Return verbatim the lines from the one containing "query | distant hill" through the end of the items, both inclusive, and omit the pictures from your output.

Named-object pointing items:

-- BEGIN --

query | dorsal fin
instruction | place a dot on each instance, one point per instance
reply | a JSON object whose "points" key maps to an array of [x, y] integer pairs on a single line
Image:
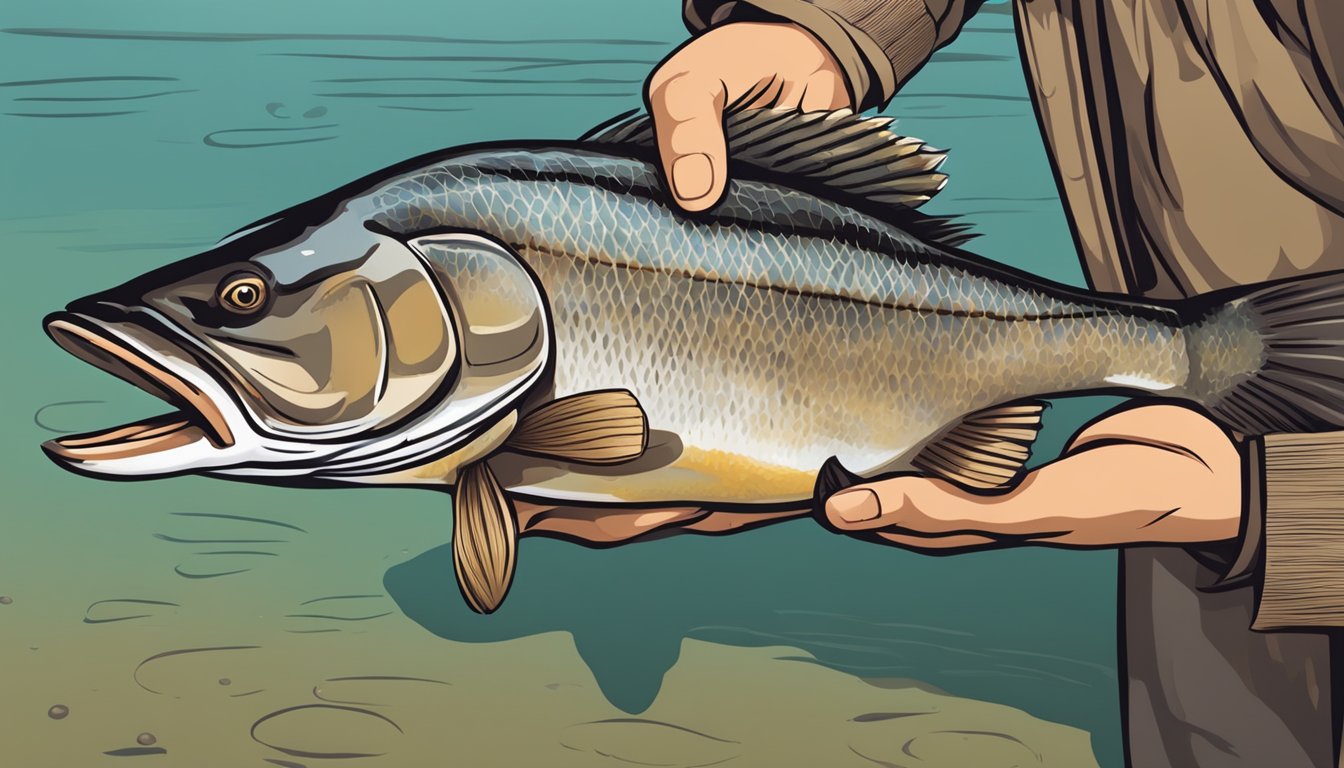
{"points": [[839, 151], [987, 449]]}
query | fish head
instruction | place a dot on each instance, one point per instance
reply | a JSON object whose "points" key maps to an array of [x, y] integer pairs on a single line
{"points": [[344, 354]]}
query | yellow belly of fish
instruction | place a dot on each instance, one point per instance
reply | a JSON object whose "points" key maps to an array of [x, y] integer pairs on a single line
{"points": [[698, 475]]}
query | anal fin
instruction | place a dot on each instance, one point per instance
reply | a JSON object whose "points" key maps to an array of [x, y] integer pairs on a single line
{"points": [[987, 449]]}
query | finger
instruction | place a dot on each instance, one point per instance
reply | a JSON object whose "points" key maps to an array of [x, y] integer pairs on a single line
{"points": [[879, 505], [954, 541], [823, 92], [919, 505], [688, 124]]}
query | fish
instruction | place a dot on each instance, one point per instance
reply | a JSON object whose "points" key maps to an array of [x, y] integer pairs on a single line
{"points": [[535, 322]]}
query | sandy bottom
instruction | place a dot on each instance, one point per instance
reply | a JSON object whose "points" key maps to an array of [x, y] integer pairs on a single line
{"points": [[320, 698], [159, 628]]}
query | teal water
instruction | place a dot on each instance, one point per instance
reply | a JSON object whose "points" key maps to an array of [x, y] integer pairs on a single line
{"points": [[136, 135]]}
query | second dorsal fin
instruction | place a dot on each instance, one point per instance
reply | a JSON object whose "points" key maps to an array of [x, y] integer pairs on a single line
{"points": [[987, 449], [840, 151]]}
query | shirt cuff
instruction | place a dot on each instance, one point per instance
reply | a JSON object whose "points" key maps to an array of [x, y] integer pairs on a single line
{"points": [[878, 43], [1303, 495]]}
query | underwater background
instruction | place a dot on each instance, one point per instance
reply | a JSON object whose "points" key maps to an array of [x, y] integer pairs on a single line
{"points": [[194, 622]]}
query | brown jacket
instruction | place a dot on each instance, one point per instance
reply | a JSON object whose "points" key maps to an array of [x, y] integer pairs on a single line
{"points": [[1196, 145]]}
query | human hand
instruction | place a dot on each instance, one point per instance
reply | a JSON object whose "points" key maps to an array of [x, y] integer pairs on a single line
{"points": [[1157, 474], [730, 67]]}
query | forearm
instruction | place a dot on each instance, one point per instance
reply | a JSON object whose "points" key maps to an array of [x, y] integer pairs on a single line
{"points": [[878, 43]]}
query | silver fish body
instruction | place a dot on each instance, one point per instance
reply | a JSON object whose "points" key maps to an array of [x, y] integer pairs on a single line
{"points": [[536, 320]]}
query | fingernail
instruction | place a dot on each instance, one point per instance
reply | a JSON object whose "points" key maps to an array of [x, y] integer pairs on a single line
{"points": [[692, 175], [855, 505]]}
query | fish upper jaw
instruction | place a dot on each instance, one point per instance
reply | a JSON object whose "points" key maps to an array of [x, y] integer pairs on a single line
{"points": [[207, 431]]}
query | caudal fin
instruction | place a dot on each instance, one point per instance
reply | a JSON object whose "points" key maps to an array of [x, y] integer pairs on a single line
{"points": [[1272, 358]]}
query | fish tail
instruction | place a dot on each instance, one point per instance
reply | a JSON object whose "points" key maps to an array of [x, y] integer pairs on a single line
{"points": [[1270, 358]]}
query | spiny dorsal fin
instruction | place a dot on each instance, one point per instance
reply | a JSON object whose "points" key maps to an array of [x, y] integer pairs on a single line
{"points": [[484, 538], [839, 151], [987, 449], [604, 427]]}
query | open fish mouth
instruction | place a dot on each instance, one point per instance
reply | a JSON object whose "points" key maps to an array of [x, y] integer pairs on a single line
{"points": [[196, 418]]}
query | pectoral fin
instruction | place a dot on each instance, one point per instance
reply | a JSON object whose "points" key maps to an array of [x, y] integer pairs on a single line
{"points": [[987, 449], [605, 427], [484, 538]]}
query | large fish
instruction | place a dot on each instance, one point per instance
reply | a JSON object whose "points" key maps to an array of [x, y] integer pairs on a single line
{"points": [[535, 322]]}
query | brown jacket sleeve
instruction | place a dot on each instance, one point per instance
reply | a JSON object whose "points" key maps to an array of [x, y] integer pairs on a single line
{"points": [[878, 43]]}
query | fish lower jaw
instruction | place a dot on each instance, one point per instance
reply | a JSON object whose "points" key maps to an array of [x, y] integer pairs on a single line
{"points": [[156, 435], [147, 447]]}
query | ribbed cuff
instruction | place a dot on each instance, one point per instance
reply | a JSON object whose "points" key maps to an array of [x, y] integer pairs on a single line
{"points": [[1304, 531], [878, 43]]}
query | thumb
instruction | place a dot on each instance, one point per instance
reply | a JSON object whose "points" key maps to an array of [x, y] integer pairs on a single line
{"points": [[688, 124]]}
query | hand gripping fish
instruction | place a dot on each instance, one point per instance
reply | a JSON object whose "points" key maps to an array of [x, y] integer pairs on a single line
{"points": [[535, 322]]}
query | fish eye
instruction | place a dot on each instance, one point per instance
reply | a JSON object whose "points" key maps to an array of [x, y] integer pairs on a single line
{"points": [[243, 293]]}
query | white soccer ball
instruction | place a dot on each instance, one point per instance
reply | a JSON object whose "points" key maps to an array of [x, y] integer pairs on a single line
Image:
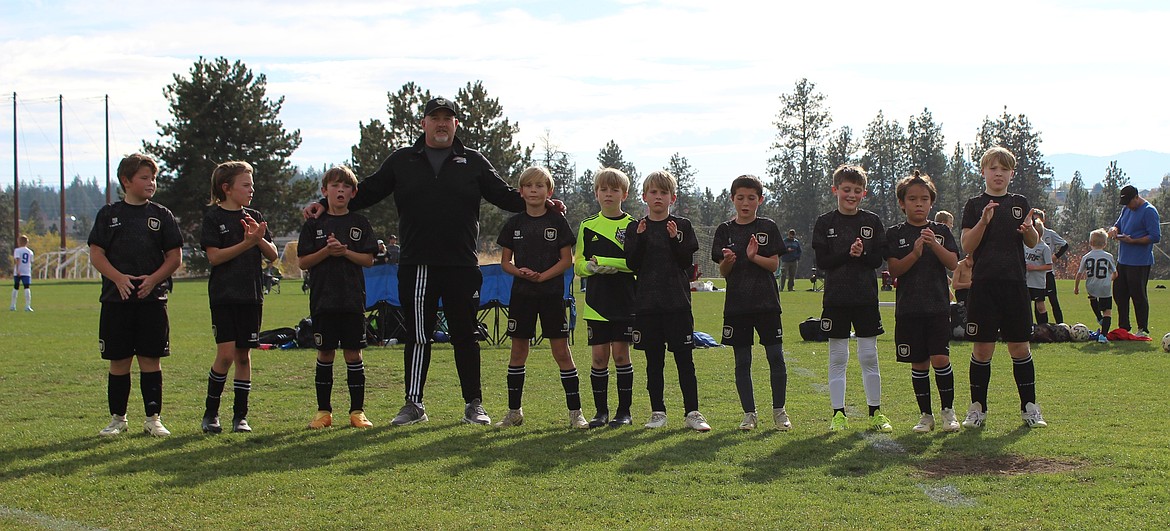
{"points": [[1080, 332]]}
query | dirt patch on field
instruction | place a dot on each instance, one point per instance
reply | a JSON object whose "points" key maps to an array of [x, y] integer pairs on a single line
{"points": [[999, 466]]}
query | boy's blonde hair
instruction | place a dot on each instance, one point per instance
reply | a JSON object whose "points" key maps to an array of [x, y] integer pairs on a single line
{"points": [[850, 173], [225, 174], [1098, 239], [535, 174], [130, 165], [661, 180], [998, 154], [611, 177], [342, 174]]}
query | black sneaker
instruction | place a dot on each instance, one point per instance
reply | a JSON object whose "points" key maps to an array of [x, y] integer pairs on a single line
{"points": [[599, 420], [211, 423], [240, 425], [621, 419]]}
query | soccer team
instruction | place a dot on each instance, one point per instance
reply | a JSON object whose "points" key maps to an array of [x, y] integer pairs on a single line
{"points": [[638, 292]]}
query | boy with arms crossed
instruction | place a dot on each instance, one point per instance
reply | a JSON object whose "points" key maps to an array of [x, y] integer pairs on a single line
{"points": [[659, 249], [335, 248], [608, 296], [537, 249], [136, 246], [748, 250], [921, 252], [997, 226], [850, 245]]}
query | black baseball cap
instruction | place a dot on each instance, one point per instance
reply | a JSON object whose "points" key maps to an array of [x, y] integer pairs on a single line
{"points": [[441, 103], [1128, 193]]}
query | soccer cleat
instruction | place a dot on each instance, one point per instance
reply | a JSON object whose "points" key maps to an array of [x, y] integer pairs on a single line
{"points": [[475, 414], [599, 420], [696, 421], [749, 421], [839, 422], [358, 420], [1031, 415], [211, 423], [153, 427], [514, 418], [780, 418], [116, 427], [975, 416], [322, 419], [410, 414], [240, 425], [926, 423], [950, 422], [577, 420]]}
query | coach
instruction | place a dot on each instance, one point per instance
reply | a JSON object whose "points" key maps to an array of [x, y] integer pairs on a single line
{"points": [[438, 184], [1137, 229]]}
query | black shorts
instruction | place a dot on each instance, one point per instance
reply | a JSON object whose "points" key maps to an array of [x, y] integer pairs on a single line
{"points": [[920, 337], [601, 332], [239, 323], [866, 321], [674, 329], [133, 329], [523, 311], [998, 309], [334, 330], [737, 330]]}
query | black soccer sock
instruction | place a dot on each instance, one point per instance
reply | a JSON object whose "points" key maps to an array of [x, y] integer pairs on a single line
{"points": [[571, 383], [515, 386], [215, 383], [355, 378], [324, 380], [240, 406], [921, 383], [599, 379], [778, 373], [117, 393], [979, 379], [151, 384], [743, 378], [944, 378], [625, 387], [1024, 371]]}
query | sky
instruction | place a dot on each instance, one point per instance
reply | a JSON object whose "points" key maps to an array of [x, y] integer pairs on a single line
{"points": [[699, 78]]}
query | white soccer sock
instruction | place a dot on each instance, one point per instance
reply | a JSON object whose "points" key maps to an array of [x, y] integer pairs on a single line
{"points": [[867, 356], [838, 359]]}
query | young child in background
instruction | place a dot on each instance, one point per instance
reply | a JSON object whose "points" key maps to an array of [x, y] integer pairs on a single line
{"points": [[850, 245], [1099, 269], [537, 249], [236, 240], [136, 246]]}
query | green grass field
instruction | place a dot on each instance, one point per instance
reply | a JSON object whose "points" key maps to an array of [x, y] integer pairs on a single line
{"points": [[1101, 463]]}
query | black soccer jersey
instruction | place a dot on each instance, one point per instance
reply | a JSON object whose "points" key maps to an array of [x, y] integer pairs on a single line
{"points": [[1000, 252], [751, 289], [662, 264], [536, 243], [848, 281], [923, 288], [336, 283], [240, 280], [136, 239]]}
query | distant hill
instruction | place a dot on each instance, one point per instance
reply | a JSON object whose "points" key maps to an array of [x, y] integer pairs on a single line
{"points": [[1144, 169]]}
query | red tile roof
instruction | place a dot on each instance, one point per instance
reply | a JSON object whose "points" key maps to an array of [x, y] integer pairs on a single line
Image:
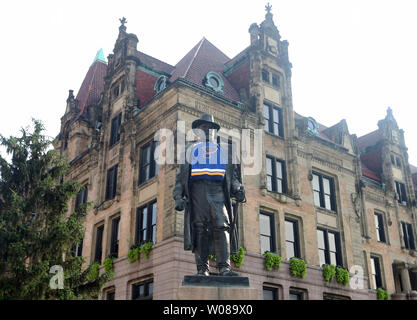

-- END --

▸ Answer
query | distant hill
instruction | place a dot on each instance, one point per instance
reply | a JSON object whose "points" key maps to an array of [x, y] integer pairs on a single line
{"points": [[1144, 169]]}
query | red tile roof
instruction | place a dot on each instance, one point per instance
reply | a JSON object whose "points" key maps to an array of [x, y] integer pairs on a single line
Image:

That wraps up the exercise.